*** PASSAGE Section Begins ***
Mrs Ray Alexander-Simons, the late labour unionist and civil rights activist, was today honoured in Parliament for her heroic role in championing the rights of farm workers and women in South Africa.
Her family joined Members of Parliament, academics and civil society organisations in a symposium under the theme: "Progress and challenges for working women: from the 1956 March to now", as part of Parliament's Memory Project aimed at celebrating the lives and contributions of women veterans of the struggle for South Africa's liberation.
Ms Thoko Didiza, House Chairperson: Internal Arrangements in the National Assembly, said the Memory Project is held in "honour of the women of our country who have played a role in different sectors, especially who ensured that we achieved our democracy".
"We also use it to reflect how much have we moved, as Parliament, government and the country, towards achieving the issues that there were concerns about," she said.
The House Chairperson said part of this Memory Project by the Speaker, another struggle veteran, Ms Charlotte Maxeke, was honoured last year and in 2016 we honour Mme Ray Alexander.
"All of us will appreciate that we are going through a difficult time as a country in which we need to ask ourselves what is it that we need to do to ensure that the ideals of those who went before us are not lost, what we need to do in terms of what Mme Alexander stood for," said Ms Didiza.
Mrs Alexander-Simons was described as "a pioneer unionist" and "a practical and very patient mentor" by her friend and fellow trade unionist, Mr Leon Levy, who delivered the keynote address during the symposium.
"If Ray Alexander-Simons landed in Cape Town today, on the 7th of November 2016 and started organising workers five days later, which indeed she did when she landed in Cape Town in 1929, she would find a vastly different scenario," he said.
Mr Levy said the late activist would have her work cut for her, as she would find 3.11 million workers representing 25.3% of the workforce organised in trade unions, a shop steward movement which I believe has 300 000 men and women in almost every industry.
*** PASSAGE Section Ends ***
*** SUPPLIED INFORMATION Section Begins ***
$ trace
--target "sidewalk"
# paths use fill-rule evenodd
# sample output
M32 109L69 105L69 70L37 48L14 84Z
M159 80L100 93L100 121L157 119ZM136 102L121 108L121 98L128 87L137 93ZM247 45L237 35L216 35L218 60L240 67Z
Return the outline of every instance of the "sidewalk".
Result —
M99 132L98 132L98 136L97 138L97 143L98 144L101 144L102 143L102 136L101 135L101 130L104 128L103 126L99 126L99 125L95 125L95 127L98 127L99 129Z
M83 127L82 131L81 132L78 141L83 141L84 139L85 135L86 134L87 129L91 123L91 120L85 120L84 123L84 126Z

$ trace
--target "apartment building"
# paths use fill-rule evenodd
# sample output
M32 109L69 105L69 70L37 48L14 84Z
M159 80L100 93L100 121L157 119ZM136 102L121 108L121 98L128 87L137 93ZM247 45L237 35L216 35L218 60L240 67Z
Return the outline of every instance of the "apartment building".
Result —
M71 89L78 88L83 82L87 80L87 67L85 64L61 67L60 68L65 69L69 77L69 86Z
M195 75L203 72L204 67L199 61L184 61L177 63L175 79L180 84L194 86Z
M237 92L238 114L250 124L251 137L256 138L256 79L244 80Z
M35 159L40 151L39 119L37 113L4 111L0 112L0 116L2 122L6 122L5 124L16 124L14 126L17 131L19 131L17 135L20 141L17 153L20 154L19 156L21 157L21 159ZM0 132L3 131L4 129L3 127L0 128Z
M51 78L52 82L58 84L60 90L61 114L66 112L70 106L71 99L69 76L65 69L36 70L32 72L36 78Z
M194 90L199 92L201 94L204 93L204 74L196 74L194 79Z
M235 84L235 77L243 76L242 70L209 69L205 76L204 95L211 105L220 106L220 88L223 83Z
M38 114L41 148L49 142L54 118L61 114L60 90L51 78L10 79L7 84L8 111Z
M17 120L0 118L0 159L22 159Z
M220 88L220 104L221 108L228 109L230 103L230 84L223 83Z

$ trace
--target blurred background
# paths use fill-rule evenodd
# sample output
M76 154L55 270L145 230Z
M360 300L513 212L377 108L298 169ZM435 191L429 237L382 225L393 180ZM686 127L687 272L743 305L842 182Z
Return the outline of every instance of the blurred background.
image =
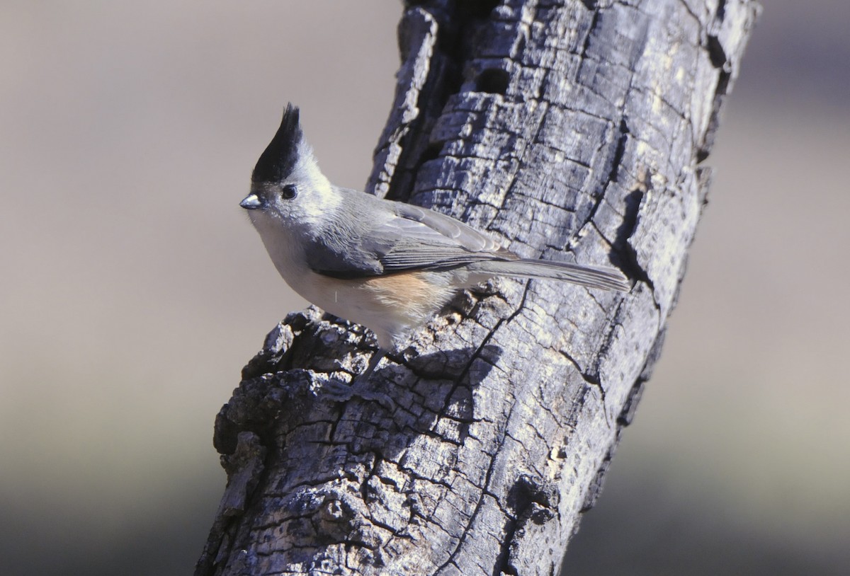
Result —
M766 0L664 354L570 574L850 569L850 3ZM238 201L282 105L360 188L400 4L0 3L0 572L185 574L286 312Z

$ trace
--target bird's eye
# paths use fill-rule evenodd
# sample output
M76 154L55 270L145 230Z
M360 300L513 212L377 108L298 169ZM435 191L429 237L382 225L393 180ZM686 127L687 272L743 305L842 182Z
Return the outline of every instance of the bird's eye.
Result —
M280 189L280 198L284 200L292 200L298 195L298 189L295 184L286 184Z

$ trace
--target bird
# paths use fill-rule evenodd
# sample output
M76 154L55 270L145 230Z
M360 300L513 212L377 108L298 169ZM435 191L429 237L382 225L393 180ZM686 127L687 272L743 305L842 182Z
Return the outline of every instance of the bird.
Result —
M299 109L284 109L240 202L292 290L370 329L378 351L353 382L437 314L460 290L496 276L627 291L618 269L523 258L489 234L428 208L336 186L319 168Z

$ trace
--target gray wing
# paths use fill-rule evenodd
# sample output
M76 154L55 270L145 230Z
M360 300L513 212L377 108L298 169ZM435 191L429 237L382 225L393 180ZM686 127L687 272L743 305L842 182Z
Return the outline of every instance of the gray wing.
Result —
M483 260L516 260L490 236L450 217L362 192L344 191L348 221L311 242L310 268L337 278L449 269Z

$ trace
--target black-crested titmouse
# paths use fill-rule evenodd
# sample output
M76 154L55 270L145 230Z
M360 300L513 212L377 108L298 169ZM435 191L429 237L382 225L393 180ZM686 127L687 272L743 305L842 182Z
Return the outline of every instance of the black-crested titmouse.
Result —
M319 170L292 104L240 206L296 292L377 336L381 350L361 381L458 290L493 276L629 290L617 269L521 258L444 214L334 186Z

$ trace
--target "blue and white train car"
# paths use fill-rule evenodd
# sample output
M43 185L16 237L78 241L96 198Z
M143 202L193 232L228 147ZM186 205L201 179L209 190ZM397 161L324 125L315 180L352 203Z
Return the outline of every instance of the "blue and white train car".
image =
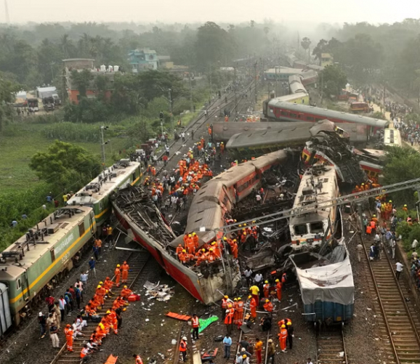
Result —
M337 246L328 259L307 252L290 258L296 270L305 320L328 324L350 321L354 282L346 246Z

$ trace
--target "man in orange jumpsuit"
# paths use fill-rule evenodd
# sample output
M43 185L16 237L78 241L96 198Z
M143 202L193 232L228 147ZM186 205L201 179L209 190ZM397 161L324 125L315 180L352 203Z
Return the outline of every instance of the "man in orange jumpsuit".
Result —
M122 265L121 266L121 283L127 283L127 279L128 279L128 270L130 270L130 265L127 264L127 262L125 261Z
M127 286L124 286L124 288L121 290L120 296L122 297L122 298L124 298L125 300L127 300L128 298L128 296L132 293L133 291L131 289L127 288Z
M262 289L264 290L264 297L268 298L268 296L270 296L270 284L268 283L268 281L264 282Z
M250 300L249 308L251 309L251 321L254 322L257 317L257 301L252 296L249 296L248 299Z
M242 319L244 319L244 301L240 297L238 297L235 312L237 316L235 324L237 325L239 328L242 325Z
M287 340L287 330L286 325L281 325L281 330L279 334L279 340L280 341L280 349L284 353L286 352L286 341Z
M277 293L277 300L279 302L281 300L281 282L280 279L276 279L276 293Z
M194 242L195 249L198 249L198 236L195 233L192 233L192 242Z
M270 302L270 300L268 298L267 298L265 300L265 303L264 304L264 310L265 310L265 311L267 311L267 312L272 312L273 309L273 304L271 302Z
M66 340L67 341L67 350L69 351L73 351L73 335L74 332L71 329L70 324L66 325L64 328L64 335L66 335Z

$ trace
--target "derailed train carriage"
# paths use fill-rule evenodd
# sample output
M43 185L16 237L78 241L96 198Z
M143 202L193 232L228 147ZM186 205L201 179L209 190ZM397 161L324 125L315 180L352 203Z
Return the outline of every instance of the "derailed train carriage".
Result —
M326 257L293 254L304 319L326 324L350 321L354 311L354 282L349 251L342 240Z

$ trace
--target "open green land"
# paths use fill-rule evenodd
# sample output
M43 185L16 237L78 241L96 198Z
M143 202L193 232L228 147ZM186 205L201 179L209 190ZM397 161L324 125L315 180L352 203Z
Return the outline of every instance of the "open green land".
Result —
M54 140L45 137L42 130L46 124L24 124L6 127L0 133L0 191L19 191L34 187L38 179L29 167L31 156L37 152L45 152ZM99 133L99 131L98 131ZM113 138L105 145L106 160L127 146L125 138ZM98 143L70 142L100 155Z

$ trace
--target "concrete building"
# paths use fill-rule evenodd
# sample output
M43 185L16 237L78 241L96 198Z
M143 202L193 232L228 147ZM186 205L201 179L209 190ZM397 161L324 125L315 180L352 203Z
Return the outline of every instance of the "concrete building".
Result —
M147 70L157 70L159 64L156 51L148 48L130 51L128 61L132 71L134 73Z
M93 74L94 79L90 87L86 90L88 99L94 99L97 96L97 92L94 87L94 78L98 75L103 75L108 79L108 89L105 92L105 96L109 99L113 89L113 81L115 73L120 72L118 66L101 66L99 68L94 67L94 59L77 58L72 59L63 59L64 65L64 75L66 78L66 89L70 102L78 105L80 101L80 93L77 87L71 80L71 72L74 70L81 72L83 70L88 69Z
M326 66L330 66L334 63L334 59L332 55L330 53L321 53L321 66L325 67Z

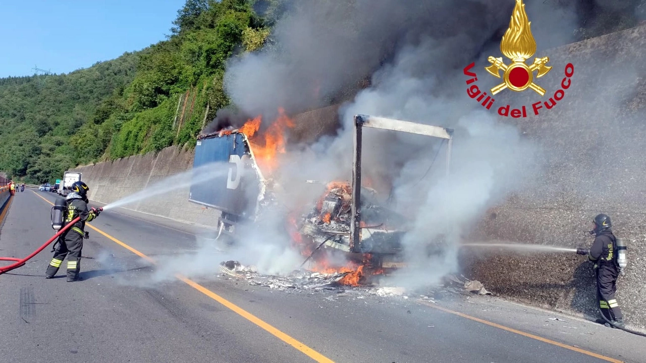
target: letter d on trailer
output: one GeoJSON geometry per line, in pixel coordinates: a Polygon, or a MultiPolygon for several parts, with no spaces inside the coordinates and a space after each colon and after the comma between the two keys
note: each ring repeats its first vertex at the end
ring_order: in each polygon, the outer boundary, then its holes
{"type": "Polygon", "coordinates": [[[198,136],[193,171],[189,200],[220,211],[213,224],[222,232],[233,234],[236,223],[255,219],[265,183],[244,134],[198,136]]]}

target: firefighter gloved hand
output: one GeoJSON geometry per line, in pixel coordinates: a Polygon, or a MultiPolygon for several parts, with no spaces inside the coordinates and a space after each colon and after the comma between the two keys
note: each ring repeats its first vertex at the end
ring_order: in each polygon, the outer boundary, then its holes
{"type": "Polygon", "coordinates": [[[578,248],[578,249],[576,249],[576,254],[583,254],[583,255],[585,256],[585,255],[587,254],[589,252],[590,252],[589,250],[587,250],[587,249],[583,249],[583,248],[578,248]]]}

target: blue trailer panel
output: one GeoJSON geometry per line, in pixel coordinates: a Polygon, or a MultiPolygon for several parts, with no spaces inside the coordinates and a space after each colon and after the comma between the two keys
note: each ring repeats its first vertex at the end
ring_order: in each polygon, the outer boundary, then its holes
{"type": "Polygon", "coordinates": [[[237,132],[198,139],[189,200],[252,218],[261,192],[246,136],[237,132]]]}

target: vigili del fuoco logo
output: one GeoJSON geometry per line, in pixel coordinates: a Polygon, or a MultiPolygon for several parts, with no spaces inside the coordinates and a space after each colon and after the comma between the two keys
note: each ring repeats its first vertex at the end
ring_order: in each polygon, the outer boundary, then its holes
{"type": "MultiPolygon", "coordinates": [[[[525,63],[536,52],[536,41],[532,35],[531,23],[525,13],[523,0],[516,0],[516,5],[509,21],[509,28],[500,42],[500,51],[509,58],[511,63],[506,64],[502,57],[495,58],[490,56],[488,60],[491,65],[484,67],[490,74],[497,78],[501,78],[500,72],[503,72],[503,82],[489,90],[490,94],[482,92],[475,83],[478,80],[477,76],[471,71],[475,65],[475,62],[464,67],[464,75],[471,77],[466,80],[466,85],[468,86],[466,94],[485,109],[490,110],[495,102],[493,97],[506,89],[523,92],[528,88],[541,97],[545,95],[545,89],[534,81],[534,72],[536,79],[537,79],[552,70],[552,67],[547,65],[550,61],[549,57],[535,57],[531,65],[527,65],[525,63]]],[[[570,79],[574,74],[574,66],[568,63],[565,66],[565,77],[561,81],[561,88],[556,90],[547,101],[539,101],[532,104],[532,110],[534,115],[538,115],[539,110],[543,107],[548,110],[554,108],[559,101],[563,99],[565,96],[565,90],[570,88],[570,79]]],[[[514,109],[511,112],[510,108],[509,105],[501,106],[498,108],[498,114],[503,116],[510,115],[517,118],[527,117],[527,107],[525,105],[520,109],[514,109]]]]}

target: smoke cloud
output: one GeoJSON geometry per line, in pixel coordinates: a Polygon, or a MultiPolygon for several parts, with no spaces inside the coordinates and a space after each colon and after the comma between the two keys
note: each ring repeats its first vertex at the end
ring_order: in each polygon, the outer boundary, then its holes
{"type": "MultiPolygon", "coordinates": [[[[538,51],[575,41],[575,31],[605,8],[583,1],[527,3],[538,51]],[[583,10],[587,17],[580,15],[583,10]]],[[[286,3],[272,45],[231,61],[227,92],[245,115],[271,114],[278,107],[294,114],[346,102],[339,110],[335,136],[298,145],[286,155],[276,176],[282,191],[278,199],[289,209],[320,195],[321,189],[305,185],[306,180],[349,180],[355,114],[454,129],[448,176],[443,156],[432,165],[436,152],[443,155],[445,143],[382,130],[364,132],[363,166],[371,178],[388,181],[393,205],[413,219],[404,244],[404,254],[415,267],[406,271],[406,282],[432,283],[455,271],[461,236],[488,207],[521,188],[543,166],[537,144],[515,127],[497,122],[493,112],[473,105],[464,94],[462,68],[471,61],[486,64],[488,56],[499,54],[514,2],[286,3]],[[419,253],[435,240],[444,246],[441,253],[419,253]]],[[[630,4],[622,11],[639,14],[636,3],[630,4]]],[[[214,130],[222,124],[212,127],[214,130]]],[[[278,227],[283,220],[272,216],[262,221],[264,227],[256,231],[264,233],[249,233],[244,257],[267,271],[287,271],[298,258],[284,242],[278,227]]]]}

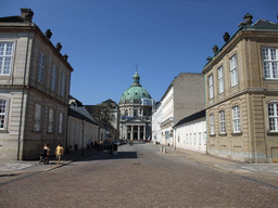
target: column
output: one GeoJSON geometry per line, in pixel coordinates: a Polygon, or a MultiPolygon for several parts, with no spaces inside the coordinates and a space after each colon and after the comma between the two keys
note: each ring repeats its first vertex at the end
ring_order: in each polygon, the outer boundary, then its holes
{"type": "Polygon", "coordinates": [[[127,140],[127,129],[128,129],[128,126],[125,125],[124,127],[125,127],[125,128],[124,128],[125,140],[127,140]]]}
{"type": "Polygon", "coordinates": [[[141,130],[141,126],[137,126],[137,138],[138,138],[138,140],[140,140],[141,138],[140,138],[140,130],[141,130]]]}
{"type": "Polygon", "coordinates": [[[146,125],[143,126],[143,140],[146,140],[146,125]]]}
{"type": "Polygon", "coordinates": [[[134,126],[131,126],[130,140],[134,141],[134,126]]]}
*** SUPPLIED INFORMATION Section Ends ***
=== APPLY WHAT YOU READ ===
• a. Answer these questions from the article on Parliament honoring Ray Alexander-Simons, one line each:
(i) What was the theme of the symposium?
(ii) Which struggle veteran did the Memory Project honor the year before?
(iii) In what year did Ray Alexander-Simons land in Cape Town?
• b. According to Ms Thoko Didiza in the article on Parliament honoring Ray Alexander-Simons, why does Parliament hold the Memory Project? Answer in one to three sentences.
• c. Extend the article on Parliament honoring Ray Alexander-Simons, starting after its last sentence.

=== RESPONSES BY ITEM NUMBER ===
• a.
(i) "Progress and challenges for working women: from the 1956 March to now"
(ii) Ms Charlotte Maxeke
(iii) 1929

• b. The Memory Project honors South African women who played a role in different sectors, especially those who helped achieve democracy. It is also a way to reflect on how far Parliament, government and the country have come on the issues those women were concerned about.

• c.
"She will have in her toolbox the most vanguard industrial labour relations, processes and procedures, rights and obligations in the Labour Relations Act,
"She will have legislation on Employment Equity, the Basic Conditions of Employment Act which incidentally updates the one Ray and her fellow unionists fought for in the late 1920s and 30s in the last century," said Mr Levy.
"She would also take a fresh look at the structure and role of the trade unions in South Africa, especially the methods of organisation and the scourge of corruption. And the duplication of trade union organisations competing against each other for members and revenue. For example, there are five unions servicing the transport industry and a large number of unions servicing the security industry - the largest security service in the world, which employs 450 000 people," he said.
Mrs Alexander-Simons's daughter, Ms Tanya Barben, said: "It is appropriate that the function takes place on the 7th of November for it is the date on which teenager Rachel Esther Alexandrowich (Ray Alexander) arrived in Cape Town from Latvia and it is also the anniversary of the October Revolution [which took place in Petrograd, Russia, from the 7th to the 8th of November, 1917]. She was undaunted when facing the bosses, the bargaining councils or the police forces. She sacrificed a lot, including her own family to fight for a democratic South Africa," she said.